Natural language region descriptions

/---

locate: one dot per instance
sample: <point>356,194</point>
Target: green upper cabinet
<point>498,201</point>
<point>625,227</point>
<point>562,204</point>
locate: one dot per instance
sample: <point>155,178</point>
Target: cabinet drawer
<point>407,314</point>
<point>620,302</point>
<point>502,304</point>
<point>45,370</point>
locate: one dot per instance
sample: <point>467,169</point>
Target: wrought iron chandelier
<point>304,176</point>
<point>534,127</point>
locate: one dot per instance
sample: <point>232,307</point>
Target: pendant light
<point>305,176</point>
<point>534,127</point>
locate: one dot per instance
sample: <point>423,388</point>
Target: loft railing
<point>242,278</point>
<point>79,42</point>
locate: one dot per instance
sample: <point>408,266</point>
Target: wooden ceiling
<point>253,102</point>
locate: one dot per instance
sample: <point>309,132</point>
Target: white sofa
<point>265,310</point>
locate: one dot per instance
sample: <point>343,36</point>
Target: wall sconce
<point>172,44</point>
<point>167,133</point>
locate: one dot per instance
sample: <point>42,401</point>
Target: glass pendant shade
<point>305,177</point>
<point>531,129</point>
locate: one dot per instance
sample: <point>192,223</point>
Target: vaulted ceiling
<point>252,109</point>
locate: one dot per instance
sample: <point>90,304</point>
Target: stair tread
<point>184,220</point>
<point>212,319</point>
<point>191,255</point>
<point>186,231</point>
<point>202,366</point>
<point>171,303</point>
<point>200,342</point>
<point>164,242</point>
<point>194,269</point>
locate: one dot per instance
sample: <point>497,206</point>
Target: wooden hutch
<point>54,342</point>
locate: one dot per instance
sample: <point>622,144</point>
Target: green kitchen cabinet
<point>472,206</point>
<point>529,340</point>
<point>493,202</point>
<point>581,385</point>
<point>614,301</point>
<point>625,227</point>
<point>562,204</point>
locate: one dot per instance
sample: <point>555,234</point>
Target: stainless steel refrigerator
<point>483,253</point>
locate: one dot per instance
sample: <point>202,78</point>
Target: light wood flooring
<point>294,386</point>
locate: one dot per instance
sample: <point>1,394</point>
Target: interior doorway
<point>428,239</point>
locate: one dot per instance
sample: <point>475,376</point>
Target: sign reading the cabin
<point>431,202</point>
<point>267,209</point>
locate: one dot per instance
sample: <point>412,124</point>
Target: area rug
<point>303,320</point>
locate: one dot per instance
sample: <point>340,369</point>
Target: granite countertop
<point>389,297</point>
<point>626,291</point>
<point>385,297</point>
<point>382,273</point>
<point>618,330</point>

\---

Make a verbatim copy of each record.

locate: one dot per instance
sample: <point>356,194</point>
Target: green upper cabinet
<point>498,201</point>
<point>625,227</point>
<point>562,204</point>
locate: one dot per instance
sample: <point>155,178</point>
Target: cabinet drawer
<point>407,314</point>
<point>620,302</point>
<point>502,304</point>
<point>45,370</point>
locate: one dot per instance
sample: <point>467,169</point>
Target: wrought iron chandelier
<point>304,176</point>
<point>534,127</point>
locate: one dot per instance
sample: <point>232,307</point>
Target: pendant light
<point>305,176</point>
<point>534,127</point>
locate: one dot per instance
sample: <point>423,388</point>
Target: loft railing
<point>242,278</point>
<point>79,42</point>
locate: one dot per instance
sample: <point>408,266</point>
Target: wooden ceiling
<point>253,102</point>
locate: one dot per instance
sample: <point>309,132</point>
Target: white sofa
<point>265,310</point>
locate: one dot per instance
sample: <point>343,36</point>
Target: wall sconce
<point>172,44</point>
<point>167,133</point>
locate: one dot per instance
sample: <point>42,401</point>
Target: glass pendant shade
<point>305,177</point>
<point>531,129</point>
locate: one dot per instance
sample: <point>192,223</point>
Target: vaulted ceiling
<point>252,109</point>
locate: one dot per instance
sample: <point>90,304</point>
Target: stair tread
<point>184,220</point>
<point>212,319</point>
<point>191,255</point>
<point>186,231</point>
<point>202,366</point>
<point>171,303</point>
<point>200,342</point>
<point>164,242</point>
<point>194,269</point>
locate: one dot per instance
sample: <point>497,206</point>
Target: wooden hutch
<point>54,342</point>
locate: one dot per instance
sample: <point>622,144</point>
Target: green kitchen cabinet
<point>472,206</point>
<point>529,340</point>
<point>493,202</point>
<point>581,385</point>
<point>614,301</point>
<point>625,227</point>
<point>562,204</point>
locate: one dot per instance
sample: <point>555,234</point>
Target: stainless steel refrigerator
<point>483,253</point>
locate: one dot per instance
sample: <point>202,78</point>
Target: light wood flooring
<point>294,386</point>
locate: one dot per instance
sample: <point>1,394</point>
Target: interior doorway
<point>428,239</point>
locate: one dot per instance
sample: <point>475,376</point>
Target: sign reading the cabin
<point>431,202</point>
<point>267,209</point>
locate: one dot per instance
sample: <point>412,124</point>
Target: area rug
<point>303,320</point>
locate: one dot per instance
sample: <point>340,369</point>
Target: granite countertop
<point>389,297</point>
<point>626,291</point>
<point>385,297</point>
<point>382,273</point>
<point>618,330</point>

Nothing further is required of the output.